Exercise requirements —
Rewrite the rows from the one containing "to find lamp" through the last row, substituting "photo" for each occurrence of "scene" and leaving all else unchanged. Omit the pictures from your response.

Information given —
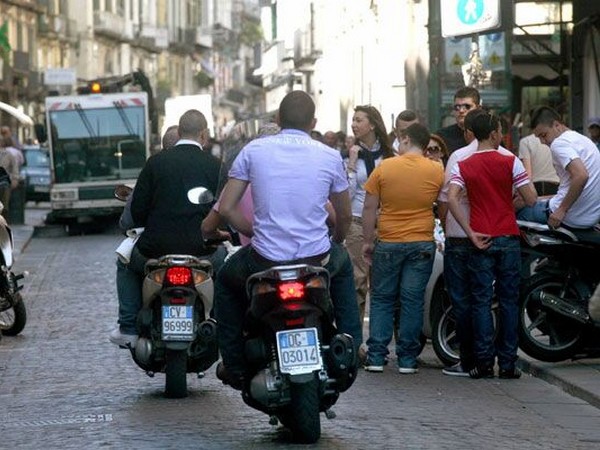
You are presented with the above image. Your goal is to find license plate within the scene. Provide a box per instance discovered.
[162,305,194,341]
[276,328,323,375]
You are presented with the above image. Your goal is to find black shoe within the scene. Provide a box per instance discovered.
[469,366,494,379]
[498,367,521,380]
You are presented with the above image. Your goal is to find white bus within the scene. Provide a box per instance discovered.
[46,92,151,224]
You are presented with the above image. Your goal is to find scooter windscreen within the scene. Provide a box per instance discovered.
[217,115,280,198]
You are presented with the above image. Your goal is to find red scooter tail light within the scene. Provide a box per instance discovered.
[165,267,192,286]
[277,281,304,301]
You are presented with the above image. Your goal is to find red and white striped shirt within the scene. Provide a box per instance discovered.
[450,149,529,237]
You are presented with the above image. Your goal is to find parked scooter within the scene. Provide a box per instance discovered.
[242,264,358,443]
[115,185,219,398]
[0,199,27,337]
[518,221,600,362]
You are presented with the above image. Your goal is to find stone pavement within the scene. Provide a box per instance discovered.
[11,206,600,409]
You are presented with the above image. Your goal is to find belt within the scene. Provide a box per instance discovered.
[544,200,552,219]
[446,236,471,245]
[250,249,329,267]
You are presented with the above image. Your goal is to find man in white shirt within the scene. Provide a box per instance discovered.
[517,106,600,228]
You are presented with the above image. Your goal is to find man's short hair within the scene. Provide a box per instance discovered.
[470,112,500,141]
[454,86,481,105]
[162,125,179,150]
[396,109,419,127]
[179,109,208,138]
[530,106,561,130]
[400,123,431,150]
[279,91,315,131]
[464,108,487,131]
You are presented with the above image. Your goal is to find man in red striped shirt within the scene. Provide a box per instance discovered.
[448,113,537,378]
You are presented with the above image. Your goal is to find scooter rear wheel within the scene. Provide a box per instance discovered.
[519,273,584,362]
[165,349,188,398]
[283,378,321,444]
[0,292,27,336]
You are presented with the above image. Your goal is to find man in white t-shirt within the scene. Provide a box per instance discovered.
[517,106,600,228]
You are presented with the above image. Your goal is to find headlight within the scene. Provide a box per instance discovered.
[51,189,77,201]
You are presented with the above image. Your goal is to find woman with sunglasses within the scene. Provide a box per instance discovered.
[423,134,448,167]
[346,105,394,323]
[436,86,481,155]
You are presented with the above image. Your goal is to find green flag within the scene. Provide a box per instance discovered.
[0,22,12,56]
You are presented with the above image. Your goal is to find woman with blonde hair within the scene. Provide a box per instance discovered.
[423,134,448,167]
[346,105,394,323]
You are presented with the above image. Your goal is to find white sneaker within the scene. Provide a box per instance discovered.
[365,364,383,373]
[108,328,137,348]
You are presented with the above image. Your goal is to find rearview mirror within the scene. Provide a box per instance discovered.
[115,184,133,202]
[188,187,215,205]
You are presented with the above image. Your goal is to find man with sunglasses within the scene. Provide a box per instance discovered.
[435,86,481,154]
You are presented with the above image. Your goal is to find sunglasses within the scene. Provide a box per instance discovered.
[453,103,475,111]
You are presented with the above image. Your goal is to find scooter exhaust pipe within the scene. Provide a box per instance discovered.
[537,291,590,323]
[198,318,217,341]
[329,334,356,372]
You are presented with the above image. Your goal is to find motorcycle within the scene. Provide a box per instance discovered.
[518,221,600,362]
[115,185,219,398]
[0,203,27,337]
[206,123,358,443]
[242,264,358,443]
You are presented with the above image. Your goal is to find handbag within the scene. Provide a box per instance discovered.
[0,166,10,187]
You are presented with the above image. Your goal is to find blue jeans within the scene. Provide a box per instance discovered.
[469,236,521,369]
[444,238,475,371]
[517,200,550,224]
[215,243,362,377]
[367,242,435,368]
[117,246,226,334]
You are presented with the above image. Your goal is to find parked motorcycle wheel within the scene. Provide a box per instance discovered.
[282,378,321,444]
[431,284,460,366]
[519,273,583,362]
[165,349,188,398]
[0,292,27,336]
[431,306,460,366]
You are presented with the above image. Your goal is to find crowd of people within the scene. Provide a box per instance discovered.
[111,87,600,387]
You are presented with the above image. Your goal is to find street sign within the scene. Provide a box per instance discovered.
[44,69,77,86]
[440,0,501,37]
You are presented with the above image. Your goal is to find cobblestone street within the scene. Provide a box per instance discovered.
[0,233,600,450]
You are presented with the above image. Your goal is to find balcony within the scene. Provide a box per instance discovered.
[194,27,212,48]
[13,50,30,72]
[169,27,196,53]
[294,31,322,67]
[38,14,67,37]
[94,11,133,40]
[134,23,169,53]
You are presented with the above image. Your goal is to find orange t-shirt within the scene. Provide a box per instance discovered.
[365,153,444,242]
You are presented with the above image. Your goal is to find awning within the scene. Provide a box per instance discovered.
[0,102,33,126]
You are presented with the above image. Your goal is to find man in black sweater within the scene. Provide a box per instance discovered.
[435,86,481,153]
[109,109,222,346]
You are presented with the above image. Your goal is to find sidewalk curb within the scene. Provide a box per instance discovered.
[519,358,600,409]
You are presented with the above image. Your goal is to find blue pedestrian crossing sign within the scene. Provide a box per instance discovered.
[456,0,483,25]
[439,0,500,37]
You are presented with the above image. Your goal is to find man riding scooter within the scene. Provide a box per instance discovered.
[109,110,223,347]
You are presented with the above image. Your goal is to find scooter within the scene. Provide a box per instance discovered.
[517,221,600,362]
[242,264,358,443]
[115,185,219,398]
[0,199,27,337]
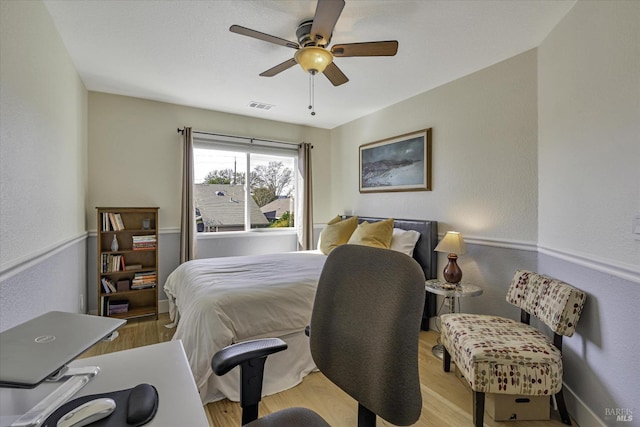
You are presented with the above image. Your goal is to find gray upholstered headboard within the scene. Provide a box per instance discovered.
[343,215,438,330]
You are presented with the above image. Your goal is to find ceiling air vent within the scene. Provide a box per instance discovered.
[249,101,276,111]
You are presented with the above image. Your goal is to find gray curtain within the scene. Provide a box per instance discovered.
[295,142,313,250]
[180,126,196,263]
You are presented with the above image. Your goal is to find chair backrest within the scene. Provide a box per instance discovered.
[310,245,425,425]
[507,270,586,337]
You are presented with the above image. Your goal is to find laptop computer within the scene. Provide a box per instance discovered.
[0,311,126,388]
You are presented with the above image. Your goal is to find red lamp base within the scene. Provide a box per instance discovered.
[442,254,462,284]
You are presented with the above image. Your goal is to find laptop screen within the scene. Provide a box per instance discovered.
[0,311,126,388]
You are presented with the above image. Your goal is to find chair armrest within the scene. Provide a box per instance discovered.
[211,338,287,376]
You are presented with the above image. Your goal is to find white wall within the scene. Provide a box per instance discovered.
[324,50,538,315]
[538,1,640,269]
[331,50,538,244]
[86,92,331,230]
[538,1,640,427]
[86,92,335,310]
[0,1,87,330]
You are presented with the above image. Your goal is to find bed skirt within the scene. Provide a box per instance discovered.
[199,331,316,404]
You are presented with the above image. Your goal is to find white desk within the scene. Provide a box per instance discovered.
[0,341,209,427]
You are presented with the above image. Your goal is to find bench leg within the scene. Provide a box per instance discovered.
[556,389,571,426]
[442,346,451,372]
[473,391,484,427]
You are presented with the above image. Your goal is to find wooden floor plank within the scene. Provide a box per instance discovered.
[81,313,577,427]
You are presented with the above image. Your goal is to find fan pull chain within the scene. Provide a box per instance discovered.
[309,70,316,116]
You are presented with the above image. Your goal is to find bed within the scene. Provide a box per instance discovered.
[164,217,438,403]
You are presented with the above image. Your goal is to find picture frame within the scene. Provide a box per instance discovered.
[359,128,431,193]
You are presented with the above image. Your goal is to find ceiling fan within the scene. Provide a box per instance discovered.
[229,0,398,86]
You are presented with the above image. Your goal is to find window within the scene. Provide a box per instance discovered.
[194,137,297,232]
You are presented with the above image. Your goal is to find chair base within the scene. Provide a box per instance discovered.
[442,346,571,427]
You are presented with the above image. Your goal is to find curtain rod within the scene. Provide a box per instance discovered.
[178,128,306,148]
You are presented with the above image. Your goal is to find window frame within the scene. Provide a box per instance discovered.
[192,134,303,235]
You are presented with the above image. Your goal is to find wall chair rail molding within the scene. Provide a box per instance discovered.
[0,232,88,282]
[538,246,640,284]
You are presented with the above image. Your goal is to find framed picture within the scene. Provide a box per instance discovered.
[360,128,431,193]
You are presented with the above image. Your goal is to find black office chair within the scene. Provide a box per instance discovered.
[211,245,425,426]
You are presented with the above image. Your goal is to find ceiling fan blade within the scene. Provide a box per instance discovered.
[229,25,300,49]
[260,58,297,77]
[322,62,349,86]
[331,40,398,57]
[311,0,344,46]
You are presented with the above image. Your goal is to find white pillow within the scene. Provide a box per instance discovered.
[390,228,420,257]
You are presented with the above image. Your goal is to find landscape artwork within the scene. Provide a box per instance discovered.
[360,129,431,193]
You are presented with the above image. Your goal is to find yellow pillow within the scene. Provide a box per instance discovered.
[318,216,358,255]
[348,218,393,249]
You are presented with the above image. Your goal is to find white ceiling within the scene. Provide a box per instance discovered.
[45,0,576,129]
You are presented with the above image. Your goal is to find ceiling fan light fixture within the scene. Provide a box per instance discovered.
[294,46,333,74]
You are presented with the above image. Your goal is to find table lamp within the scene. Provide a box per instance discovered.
[434,231,467,285]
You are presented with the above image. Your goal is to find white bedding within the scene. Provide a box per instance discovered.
[164,251,326,403]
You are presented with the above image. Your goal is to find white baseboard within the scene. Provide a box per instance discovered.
[562,383,607,427]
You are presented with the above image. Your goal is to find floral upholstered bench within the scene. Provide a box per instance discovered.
[441,270,586,427]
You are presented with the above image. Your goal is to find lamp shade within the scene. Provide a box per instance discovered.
[294,46,333,73]
[434,231,467,255]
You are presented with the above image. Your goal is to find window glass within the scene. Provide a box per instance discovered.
[194,148,296,232]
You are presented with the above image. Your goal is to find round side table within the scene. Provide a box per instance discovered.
[425,279,482,359]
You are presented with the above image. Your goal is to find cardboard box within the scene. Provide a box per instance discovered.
[484,393,551,421]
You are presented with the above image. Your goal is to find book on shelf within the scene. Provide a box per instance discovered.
[100,253,126,273]
[100,277,117,294]
[131,270,157,290]
[107,300,129,316]
[114,213,124,231]
[131,235,156,251]
[102,212,124,231]
[131,282,156,291]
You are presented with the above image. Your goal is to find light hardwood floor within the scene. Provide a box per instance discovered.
[81,314,577,427]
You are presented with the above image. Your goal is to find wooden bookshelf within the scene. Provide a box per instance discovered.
[96,207,158,319]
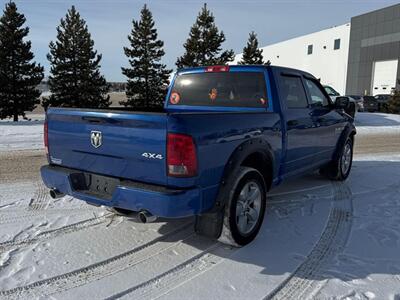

Full answer —
You are presented with the above image. Your goal is to find lamp shade within the photo. Provide a box per instance discovered.
[294,46,333,73]
[434,231,467,255]
You are presented with the above image. Your goal is to find window glass within the photo. Provide a box per instance discovered.
[194,148,296,232]
You are presented with the above image. Your goal is to find round side table within the photo. Provide a box per instance discovered.
[425,279,482,359]
You are presented with the above image. Your goal is to find cardboard box within the photo. Provide a box per instance discovered.
[484,393,551,421]
You are presented with the above image. Your goal is to find book on shelf within the photo. Provide a box per instance discovered.
[100,253,126,273]
[100,277,117,294]
[131,270,157,290]
[107,300,129,316]
[114,213,124,231]
[131,235,156,251]
[102,212,124,231]
[131,282,156,291]
You are presented with the above image. Your goal is to find light hardwood floor within the photo. Provide a box per instance discovered.
[81,314,577,427]
You are presented with the above image. Your goal is to find wooden bookshelf within the photo. Provide a box per instance discovered.
[96,207,158,319]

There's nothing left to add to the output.